Extract each line of the records that contains the string "statue". Treat uppercase and lowercase letters as different.
┌──
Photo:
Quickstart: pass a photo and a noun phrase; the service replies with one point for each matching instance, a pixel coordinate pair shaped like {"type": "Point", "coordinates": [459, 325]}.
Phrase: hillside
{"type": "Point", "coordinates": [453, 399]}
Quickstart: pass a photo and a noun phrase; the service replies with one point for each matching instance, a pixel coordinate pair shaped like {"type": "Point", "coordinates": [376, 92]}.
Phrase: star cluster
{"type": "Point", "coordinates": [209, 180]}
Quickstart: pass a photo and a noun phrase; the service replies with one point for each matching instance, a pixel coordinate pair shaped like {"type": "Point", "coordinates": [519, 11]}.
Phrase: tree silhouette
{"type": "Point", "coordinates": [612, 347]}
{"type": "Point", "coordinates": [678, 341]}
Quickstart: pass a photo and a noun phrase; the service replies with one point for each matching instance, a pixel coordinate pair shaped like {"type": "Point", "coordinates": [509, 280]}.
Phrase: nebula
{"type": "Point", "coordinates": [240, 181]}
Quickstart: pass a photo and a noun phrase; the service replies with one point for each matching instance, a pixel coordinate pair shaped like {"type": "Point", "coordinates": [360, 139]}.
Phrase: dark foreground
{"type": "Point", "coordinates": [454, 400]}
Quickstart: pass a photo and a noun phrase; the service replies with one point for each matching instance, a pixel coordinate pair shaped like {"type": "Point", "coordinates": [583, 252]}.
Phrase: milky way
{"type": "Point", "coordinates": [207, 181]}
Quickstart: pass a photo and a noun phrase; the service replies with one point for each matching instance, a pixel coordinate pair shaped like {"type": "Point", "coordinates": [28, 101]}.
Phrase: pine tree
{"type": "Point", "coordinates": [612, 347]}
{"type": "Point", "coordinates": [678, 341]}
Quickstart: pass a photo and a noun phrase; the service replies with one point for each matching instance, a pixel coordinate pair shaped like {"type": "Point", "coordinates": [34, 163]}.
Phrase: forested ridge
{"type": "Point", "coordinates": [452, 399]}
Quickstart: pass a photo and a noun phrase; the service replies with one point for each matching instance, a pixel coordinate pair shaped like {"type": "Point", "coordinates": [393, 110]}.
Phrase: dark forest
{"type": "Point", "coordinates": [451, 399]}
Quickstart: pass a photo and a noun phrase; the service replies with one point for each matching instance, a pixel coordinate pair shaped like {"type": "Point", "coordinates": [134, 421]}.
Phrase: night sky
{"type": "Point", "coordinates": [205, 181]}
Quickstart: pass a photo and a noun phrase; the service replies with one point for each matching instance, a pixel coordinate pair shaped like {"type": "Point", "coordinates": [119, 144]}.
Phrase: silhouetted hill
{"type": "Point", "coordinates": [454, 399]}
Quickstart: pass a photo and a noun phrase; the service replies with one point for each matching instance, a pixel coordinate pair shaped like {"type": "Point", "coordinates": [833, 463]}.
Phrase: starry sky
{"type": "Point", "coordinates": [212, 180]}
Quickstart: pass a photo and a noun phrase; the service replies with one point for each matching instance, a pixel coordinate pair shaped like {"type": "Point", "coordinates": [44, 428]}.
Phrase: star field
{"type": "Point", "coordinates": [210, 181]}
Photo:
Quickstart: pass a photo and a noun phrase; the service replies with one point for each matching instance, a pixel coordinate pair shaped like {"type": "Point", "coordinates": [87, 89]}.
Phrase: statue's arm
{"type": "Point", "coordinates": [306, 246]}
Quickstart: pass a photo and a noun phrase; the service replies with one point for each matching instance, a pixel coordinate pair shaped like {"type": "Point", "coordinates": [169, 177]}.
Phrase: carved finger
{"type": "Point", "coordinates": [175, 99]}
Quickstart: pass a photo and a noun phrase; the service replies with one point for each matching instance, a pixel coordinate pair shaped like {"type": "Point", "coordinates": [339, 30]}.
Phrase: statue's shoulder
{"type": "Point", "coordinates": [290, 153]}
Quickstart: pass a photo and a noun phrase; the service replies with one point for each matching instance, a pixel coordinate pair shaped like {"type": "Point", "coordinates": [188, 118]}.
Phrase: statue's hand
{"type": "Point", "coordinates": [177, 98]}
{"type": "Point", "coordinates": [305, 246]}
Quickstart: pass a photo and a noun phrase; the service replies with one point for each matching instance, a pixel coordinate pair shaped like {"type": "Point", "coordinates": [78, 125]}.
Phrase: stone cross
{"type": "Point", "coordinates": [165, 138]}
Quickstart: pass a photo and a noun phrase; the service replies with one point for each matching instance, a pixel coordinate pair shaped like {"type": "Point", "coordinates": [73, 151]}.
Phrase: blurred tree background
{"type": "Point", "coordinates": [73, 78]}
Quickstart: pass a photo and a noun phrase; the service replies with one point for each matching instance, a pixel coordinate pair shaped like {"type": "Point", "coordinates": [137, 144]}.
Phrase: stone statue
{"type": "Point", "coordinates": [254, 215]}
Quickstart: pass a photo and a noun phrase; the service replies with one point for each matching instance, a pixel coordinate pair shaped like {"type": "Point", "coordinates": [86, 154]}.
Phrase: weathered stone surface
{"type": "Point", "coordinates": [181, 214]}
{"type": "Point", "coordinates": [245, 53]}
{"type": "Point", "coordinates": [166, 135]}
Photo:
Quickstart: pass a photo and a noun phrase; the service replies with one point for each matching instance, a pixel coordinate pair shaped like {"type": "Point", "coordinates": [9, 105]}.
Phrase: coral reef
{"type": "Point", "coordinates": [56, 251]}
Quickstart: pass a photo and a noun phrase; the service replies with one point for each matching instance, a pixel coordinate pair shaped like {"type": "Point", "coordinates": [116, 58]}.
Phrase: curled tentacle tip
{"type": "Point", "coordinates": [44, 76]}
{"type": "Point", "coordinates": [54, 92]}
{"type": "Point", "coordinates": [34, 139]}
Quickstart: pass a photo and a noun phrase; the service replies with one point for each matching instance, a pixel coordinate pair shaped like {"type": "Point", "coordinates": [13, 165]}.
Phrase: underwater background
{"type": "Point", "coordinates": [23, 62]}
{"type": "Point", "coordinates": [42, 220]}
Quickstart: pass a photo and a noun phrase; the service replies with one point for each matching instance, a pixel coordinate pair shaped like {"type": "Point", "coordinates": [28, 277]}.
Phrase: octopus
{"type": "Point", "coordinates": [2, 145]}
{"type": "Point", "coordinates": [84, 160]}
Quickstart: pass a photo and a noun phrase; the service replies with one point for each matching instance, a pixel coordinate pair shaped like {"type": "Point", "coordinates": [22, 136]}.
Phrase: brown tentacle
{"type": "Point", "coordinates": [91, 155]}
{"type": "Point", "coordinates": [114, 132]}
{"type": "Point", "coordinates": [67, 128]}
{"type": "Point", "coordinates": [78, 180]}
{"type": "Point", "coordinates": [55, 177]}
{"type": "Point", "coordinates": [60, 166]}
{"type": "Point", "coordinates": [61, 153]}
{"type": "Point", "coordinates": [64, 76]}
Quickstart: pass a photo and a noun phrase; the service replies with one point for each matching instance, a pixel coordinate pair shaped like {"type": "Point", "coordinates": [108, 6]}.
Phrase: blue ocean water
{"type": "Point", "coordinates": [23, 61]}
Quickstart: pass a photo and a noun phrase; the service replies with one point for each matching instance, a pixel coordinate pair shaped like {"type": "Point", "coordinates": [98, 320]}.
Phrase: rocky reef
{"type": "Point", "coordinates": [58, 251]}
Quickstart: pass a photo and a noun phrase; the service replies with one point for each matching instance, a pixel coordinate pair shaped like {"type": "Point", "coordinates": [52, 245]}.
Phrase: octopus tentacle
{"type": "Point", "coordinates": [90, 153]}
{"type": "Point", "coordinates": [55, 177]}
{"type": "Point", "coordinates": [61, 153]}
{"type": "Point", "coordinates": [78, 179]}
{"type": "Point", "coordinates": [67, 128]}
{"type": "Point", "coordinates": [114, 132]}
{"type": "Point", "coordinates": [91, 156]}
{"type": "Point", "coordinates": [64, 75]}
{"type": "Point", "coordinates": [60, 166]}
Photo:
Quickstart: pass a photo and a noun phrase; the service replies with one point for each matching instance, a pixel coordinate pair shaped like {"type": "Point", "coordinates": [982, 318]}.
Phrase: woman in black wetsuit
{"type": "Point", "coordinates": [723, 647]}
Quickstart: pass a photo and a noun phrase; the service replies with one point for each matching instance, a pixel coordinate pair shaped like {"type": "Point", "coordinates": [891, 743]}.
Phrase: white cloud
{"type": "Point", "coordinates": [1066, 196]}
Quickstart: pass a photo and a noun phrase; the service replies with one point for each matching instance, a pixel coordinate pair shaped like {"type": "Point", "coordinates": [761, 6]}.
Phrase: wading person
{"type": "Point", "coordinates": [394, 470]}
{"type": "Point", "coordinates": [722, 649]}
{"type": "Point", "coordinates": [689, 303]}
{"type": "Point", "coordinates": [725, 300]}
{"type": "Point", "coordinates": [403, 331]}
└──
§ **Answer for the task**:
Phrase: statue's arm
Phrase: statue's shoulder
Phrase: statue's hand
Phrase: stone statue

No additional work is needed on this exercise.